DATASET EXTRACT →

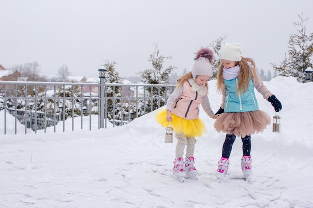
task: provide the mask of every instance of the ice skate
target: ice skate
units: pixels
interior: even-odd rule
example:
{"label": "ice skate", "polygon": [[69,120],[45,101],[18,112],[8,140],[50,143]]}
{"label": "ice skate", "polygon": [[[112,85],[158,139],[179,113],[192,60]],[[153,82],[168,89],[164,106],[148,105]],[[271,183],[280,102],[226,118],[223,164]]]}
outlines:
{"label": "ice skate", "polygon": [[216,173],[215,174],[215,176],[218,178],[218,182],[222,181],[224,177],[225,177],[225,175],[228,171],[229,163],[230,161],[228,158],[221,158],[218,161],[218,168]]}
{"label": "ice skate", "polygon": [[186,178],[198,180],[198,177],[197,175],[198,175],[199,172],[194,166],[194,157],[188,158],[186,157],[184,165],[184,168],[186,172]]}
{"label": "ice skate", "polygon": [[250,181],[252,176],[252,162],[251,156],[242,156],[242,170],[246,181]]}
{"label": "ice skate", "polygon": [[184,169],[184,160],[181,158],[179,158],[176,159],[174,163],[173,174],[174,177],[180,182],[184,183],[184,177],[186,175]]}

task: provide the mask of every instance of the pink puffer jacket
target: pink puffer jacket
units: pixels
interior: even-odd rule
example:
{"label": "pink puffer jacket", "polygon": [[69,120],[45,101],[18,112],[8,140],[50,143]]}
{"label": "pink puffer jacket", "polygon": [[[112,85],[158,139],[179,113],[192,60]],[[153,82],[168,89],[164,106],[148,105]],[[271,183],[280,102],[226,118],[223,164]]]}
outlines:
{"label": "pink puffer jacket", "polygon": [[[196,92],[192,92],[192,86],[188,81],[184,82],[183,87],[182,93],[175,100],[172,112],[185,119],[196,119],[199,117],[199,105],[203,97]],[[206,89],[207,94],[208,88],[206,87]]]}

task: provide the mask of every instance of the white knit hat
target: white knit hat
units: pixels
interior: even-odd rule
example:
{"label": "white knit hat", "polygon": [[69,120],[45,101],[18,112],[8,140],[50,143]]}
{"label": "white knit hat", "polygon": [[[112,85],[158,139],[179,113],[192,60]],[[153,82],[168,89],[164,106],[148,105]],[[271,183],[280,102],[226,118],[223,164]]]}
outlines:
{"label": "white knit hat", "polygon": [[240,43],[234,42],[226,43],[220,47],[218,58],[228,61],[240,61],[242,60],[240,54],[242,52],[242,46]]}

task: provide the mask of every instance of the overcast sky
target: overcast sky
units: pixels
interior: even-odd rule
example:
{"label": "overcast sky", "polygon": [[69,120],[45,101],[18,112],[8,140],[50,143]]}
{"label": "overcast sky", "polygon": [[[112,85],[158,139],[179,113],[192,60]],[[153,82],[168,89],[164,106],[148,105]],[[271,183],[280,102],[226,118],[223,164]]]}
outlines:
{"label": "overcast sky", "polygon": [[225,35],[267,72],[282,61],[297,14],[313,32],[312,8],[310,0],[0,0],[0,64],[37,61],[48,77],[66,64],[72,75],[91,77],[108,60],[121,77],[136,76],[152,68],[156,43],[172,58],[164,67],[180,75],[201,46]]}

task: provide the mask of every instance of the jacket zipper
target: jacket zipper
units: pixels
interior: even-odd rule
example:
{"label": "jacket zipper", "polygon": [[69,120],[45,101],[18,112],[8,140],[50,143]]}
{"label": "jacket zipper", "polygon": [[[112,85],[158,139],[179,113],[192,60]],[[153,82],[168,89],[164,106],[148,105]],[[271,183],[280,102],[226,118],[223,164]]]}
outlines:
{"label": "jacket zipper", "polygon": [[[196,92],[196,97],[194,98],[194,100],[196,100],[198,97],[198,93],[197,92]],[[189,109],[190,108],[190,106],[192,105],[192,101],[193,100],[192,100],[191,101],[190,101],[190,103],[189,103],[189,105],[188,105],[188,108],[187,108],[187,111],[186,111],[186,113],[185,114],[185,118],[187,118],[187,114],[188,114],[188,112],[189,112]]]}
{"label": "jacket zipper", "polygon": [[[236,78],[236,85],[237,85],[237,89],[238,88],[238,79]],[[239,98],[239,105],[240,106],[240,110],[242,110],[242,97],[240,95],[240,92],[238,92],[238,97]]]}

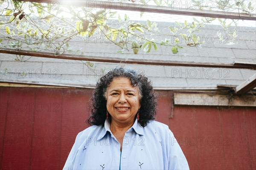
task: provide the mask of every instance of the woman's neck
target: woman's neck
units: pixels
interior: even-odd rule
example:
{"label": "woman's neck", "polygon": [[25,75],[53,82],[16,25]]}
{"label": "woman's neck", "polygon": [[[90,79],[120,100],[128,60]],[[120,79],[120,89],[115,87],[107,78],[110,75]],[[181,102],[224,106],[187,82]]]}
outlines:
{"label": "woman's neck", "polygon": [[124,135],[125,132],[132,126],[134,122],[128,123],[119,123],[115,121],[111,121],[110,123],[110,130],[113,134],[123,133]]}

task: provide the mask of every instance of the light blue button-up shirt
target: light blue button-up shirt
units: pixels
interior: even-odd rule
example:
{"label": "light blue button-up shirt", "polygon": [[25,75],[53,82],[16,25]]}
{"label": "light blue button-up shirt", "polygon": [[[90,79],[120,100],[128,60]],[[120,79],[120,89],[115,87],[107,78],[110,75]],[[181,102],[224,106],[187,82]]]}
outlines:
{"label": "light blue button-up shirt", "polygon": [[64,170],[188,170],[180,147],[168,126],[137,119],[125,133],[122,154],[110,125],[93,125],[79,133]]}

...

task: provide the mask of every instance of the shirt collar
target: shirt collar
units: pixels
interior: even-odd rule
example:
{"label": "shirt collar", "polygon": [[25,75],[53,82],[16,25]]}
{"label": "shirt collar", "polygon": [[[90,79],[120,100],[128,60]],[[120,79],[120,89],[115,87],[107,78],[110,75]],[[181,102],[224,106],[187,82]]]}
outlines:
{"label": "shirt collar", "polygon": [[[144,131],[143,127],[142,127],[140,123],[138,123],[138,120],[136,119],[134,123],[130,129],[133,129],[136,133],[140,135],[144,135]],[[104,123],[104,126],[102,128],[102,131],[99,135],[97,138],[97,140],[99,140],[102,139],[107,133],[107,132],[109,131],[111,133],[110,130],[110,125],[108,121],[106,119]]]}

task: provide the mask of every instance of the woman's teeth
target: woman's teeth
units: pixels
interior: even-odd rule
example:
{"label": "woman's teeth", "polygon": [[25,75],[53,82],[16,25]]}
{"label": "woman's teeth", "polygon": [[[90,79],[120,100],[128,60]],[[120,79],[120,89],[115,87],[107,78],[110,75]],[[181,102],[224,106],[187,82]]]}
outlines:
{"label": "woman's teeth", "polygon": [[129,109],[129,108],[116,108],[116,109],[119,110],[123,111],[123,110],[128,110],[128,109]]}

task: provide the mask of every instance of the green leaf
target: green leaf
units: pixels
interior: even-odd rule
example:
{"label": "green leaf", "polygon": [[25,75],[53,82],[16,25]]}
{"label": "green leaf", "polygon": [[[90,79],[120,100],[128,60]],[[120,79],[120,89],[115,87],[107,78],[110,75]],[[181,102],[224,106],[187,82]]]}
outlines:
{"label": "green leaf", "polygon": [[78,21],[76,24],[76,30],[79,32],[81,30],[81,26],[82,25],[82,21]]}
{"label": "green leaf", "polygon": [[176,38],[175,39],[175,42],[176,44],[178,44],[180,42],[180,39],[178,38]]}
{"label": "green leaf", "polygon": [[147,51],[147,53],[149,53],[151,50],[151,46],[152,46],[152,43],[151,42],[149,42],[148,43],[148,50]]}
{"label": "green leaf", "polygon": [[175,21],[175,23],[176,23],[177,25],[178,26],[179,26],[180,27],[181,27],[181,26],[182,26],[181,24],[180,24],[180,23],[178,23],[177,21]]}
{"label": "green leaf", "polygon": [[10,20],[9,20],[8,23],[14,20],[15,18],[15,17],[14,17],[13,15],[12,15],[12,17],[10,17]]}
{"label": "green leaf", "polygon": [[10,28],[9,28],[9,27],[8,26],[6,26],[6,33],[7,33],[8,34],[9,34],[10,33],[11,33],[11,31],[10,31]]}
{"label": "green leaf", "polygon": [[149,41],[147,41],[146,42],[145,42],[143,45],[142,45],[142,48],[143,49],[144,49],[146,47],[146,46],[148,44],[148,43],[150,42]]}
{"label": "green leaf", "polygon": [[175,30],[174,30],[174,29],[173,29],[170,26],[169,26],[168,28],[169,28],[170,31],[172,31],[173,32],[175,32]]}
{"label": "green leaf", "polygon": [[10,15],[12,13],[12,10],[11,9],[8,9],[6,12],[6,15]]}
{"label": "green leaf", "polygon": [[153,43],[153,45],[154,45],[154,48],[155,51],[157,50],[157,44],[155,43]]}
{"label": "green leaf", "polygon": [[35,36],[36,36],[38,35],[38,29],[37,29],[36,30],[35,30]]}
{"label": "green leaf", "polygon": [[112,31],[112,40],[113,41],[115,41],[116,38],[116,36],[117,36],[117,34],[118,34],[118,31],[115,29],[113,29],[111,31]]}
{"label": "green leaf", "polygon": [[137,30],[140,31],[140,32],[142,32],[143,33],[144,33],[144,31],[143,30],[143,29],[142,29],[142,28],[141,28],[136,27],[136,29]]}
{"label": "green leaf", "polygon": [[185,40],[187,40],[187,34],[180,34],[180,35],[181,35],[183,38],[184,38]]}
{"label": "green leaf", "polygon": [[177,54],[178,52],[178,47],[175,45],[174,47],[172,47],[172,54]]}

* * *

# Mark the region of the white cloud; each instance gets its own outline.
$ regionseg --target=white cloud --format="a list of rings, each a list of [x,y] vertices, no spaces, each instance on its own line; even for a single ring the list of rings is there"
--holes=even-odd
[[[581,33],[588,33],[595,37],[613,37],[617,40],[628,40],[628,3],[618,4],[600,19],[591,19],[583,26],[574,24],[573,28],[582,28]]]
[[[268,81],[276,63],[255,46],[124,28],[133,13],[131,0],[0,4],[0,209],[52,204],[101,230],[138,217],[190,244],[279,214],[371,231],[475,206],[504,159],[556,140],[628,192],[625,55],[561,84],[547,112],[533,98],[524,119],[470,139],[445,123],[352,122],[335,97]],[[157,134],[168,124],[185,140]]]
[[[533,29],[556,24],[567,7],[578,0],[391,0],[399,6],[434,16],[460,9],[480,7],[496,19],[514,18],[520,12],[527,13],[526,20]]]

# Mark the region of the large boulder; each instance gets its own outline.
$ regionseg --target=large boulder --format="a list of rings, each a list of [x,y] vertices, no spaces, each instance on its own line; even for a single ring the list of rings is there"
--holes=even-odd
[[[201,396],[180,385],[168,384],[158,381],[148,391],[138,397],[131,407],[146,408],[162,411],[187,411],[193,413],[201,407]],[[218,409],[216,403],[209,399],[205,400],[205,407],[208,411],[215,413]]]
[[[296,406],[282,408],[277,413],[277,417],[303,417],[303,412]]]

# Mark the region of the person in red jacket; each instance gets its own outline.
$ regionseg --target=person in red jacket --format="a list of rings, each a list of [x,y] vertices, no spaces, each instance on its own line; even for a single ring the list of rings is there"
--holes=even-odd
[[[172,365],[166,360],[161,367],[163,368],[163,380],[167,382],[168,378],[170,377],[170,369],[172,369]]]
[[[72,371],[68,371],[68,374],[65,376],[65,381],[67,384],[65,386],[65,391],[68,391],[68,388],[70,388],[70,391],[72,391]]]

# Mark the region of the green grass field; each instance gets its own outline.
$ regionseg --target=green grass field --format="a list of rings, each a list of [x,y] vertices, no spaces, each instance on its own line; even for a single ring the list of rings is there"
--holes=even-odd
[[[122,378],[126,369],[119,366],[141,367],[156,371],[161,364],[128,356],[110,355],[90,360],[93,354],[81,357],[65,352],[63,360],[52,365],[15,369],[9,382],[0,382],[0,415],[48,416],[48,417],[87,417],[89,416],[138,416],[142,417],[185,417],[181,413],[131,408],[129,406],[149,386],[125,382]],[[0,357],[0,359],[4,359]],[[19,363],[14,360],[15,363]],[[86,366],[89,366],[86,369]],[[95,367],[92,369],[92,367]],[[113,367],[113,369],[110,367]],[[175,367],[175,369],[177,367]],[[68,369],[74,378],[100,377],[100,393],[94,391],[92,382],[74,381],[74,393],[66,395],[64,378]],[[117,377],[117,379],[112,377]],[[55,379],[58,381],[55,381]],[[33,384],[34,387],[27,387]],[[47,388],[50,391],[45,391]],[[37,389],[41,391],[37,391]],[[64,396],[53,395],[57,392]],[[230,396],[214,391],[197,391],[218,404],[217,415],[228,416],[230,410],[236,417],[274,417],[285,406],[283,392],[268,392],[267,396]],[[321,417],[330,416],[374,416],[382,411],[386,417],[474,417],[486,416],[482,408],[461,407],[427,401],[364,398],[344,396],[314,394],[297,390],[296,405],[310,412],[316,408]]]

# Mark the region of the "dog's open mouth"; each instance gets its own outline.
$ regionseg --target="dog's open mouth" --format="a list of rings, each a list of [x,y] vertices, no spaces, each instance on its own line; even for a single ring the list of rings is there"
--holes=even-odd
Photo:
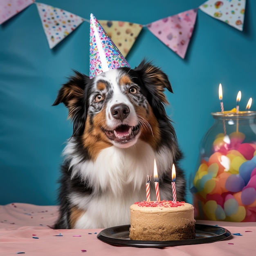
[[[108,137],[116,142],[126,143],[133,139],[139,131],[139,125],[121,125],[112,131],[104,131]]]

TASK STATEMENT → Report every line in the data above that contains the string "pink", and reproduce each such line in full.

FINISHED TASK →
task: provide the mask of every instance of the pink puffer jacket
target: pink puffer jacket
{"label": "pink puffer jacket", "polygon": [[69,120],[45,101],[18,112],[8,140],[50,143]]}
{"label": "pink puffer jacket", "polygon": [[[112,85],[158,139],[179,113],[192,60]],[[153,82],[168,89],[164,106],[148,105]],[[271,183],[280,102],[226,118],[223,164]]]}
{"label": "pink puffer jacket", "polygon": [[[196,92],[192,92],[192,86],[188,81],[184,82],[183,87],[182,93],[175,100],[172,112],[185,119],[196,119],[199,117],[199,105],[203,97]],[[206,89],[207,94],[208,88],[206,87]]]}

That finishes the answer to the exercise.